### YOUR GOAL:
Quote the stretch of the PowerShell duplicate-files thread from "I've written a" through "I'm doing wrong.", word for word.

### SELECTED EXCERPT:
****************

2

I've written a script to help me identify duplicate files. For some reason if I split these commands and export/import to CSV it runs much faster than if I leave everything in memory. Here is my original code, it is god-awful slow:

Get-ChildItem M:\ -recurse | where-object {$_.length -gt 524288000} | select-object Directory, Name | Group-Object directory | ?{$_.count -gt 1} | %{$_.Group} | export-csv -notypeinformation M:\Misc\Scripts\Duplicates.csv

If I split this into 2 commands and export to CSV in the middle it runs about 100x faster. I'm hoping someone could shed some light on what I'm doing wrong.

Get-ChildItem M:\ -recurse | where-object {$_.length -gt 524288000} | select-object Directory, Name | Export-Csv -notypeinformation M:\Misc\Scripts\DuplicateMovies\4.csv

import-csv M:\Misc\Scripts\Duplicates\4.csv | Group-Object directory | ?{$_.count -gt 1} | %{$_.Group} | export-csv -notypeinformation M:\Misc\Scripts\Duplicates\Duplicates.csv

remove-item M:\Misc\Scripts\Duplicates\4.csv

appreciate any suggestions,

~TJ

TJ O
  • 25
  • 3
  • I find it hard to believe that exporting to a file and importing back then filtering is faster that just doing everything in memory. But also, the `select-object Directory, Name` is mispositioned, it should be the last step before exporting. – Santiago Squarzon Oct 18 '22 at 22:11
  • I did the select early on because it was my hope that dropping some of the other properties early in the script would speed things up - I don't care about LastWriteTime for example. I put select-object near the end just now but don't notice any difference. The parent folder has about 10K child folders, it's specifically the group-object portion of the script that takes forever - I gave up after waiting 20 minutes, vs the 10 seconds group-object takes when I use CSV files. – TJ O Oct 18 '22 at 22:21
  • Is this PowerShell 5.1 or PowerShell Core 7+ ? Also, you should note, `.Directory` is not just a string, it's a `DirectoryInfo` object in itself which is massive if you try this with too many files (you are also missing `-File` in your `Get-ChildItem` call). Also your condition for determining if a file is a duplicate seems quite odd, how does grouping the objects by their parent folder help you determine that they're a duplicate or not? – Santiago Squarzon Oct 18 '22 at 22:42
  • The best way to determine if a file is a duplicate is to MD5sum them, or a bit more cumbersome but faster, to sequentially read the bytes and compare them – Santiago Squarzon Oct 18 '22 at 22:45

1 Answers1

4

It's not Group-Object that is slow, it's your grouping condition, you're asking it to group FileInfo objects by their .Directory property which represents their parent folder DirectoryInfo instance. So, you're asking the cmdlet to group objects by a very complex object as a grouping condition, instead you could use the .DirectoryName property as your grouping condition, which represents the parent directory's FullName property (a simple string) or you could use the .Directory.Name property which represents the parent's folder Name (also a simple string).

****************

### EXTRACTED INFORMATION:
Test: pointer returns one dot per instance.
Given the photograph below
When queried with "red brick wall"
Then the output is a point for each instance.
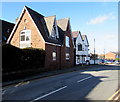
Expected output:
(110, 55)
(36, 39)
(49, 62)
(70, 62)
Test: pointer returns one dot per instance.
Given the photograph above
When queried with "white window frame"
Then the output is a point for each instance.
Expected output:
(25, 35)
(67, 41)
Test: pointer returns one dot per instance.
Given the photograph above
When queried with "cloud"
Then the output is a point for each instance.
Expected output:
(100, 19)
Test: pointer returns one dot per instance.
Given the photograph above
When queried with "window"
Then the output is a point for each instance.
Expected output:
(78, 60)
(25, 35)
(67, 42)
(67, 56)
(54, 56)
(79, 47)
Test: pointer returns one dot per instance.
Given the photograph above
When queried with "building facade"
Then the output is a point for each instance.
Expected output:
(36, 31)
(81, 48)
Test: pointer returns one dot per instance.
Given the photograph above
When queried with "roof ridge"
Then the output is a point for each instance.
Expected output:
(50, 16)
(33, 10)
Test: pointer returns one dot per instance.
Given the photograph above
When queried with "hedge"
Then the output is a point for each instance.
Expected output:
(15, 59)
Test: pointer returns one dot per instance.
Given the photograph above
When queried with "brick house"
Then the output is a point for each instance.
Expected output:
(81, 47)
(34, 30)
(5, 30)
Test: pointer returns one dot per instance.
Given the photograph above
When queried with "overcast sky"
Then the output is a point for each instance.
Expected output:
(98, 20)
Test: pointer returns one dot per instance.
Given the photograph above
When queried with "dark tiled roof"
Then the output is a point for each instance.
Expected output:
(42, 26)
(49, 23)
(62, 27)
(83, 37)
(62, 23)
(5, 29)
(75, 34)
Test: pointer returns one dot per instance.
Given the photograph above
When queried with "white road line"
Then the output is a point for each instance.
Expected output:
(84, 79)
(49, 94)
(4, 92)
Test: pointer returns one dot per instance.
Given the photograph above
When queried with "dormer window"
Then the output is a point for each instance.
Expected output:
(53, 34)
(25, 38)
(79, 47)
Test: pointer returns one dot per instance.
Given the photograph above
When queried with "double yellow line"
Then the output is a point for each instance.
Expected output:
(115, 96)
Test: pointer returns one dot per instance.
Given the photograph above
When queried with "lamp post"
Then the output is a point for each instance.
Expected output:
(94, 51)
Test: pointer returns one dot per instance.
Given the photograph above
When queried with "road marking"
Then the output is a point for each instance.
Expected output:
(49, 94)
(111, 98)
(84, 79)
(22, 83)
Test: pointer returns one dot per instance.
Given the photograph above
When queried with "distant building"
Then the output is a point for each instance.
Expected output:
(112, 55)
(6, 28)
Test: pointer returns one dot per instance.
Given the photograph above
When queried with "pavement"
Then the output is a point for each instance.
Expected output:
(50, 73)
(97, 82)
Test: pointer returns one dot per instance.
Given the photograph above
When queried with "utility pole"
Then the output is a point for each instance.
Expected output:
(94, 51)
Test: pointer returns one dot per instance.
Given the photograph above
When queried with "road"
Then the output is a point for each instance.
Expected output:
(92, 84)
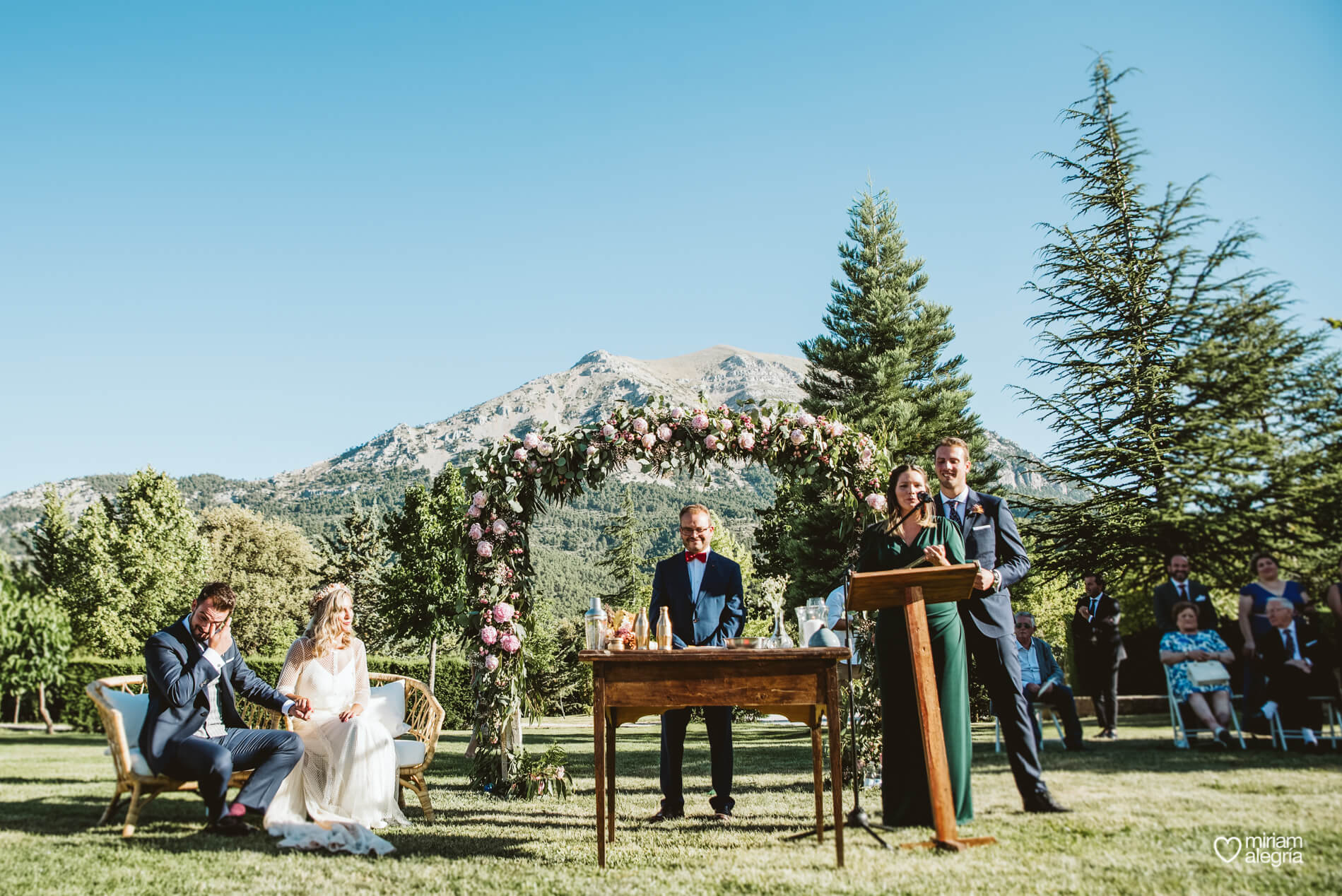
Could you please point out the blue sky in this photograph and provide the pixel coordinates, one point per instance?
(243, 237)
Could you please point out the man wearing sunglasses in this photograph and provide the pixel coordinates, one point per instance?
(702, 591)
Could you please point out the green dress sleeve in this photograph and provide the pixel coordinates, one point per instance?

****************

### CORRECT OUTPUT:
I've written a script to help me identify duplicate files. For some reason if I split these commands and export/import to CSV it runs much faster than if I leave everything in memory. Here is my original code, it is god-awful slow:

Get-ChildItem M:\ -recurse | where-object {$_.length -gt 524288000} | select-object Directory, Name | Group-Object directory | ?{$_.count -gt 1} | %{$_.Group} | export-csv -notypeinformation M:\Misc\Scripts\Duplicates.csv

If I split this into 2 commands and export to CSV in the middle it runs about 100x faster. I'm hoping someone could shed some light on what I'm doing wrong.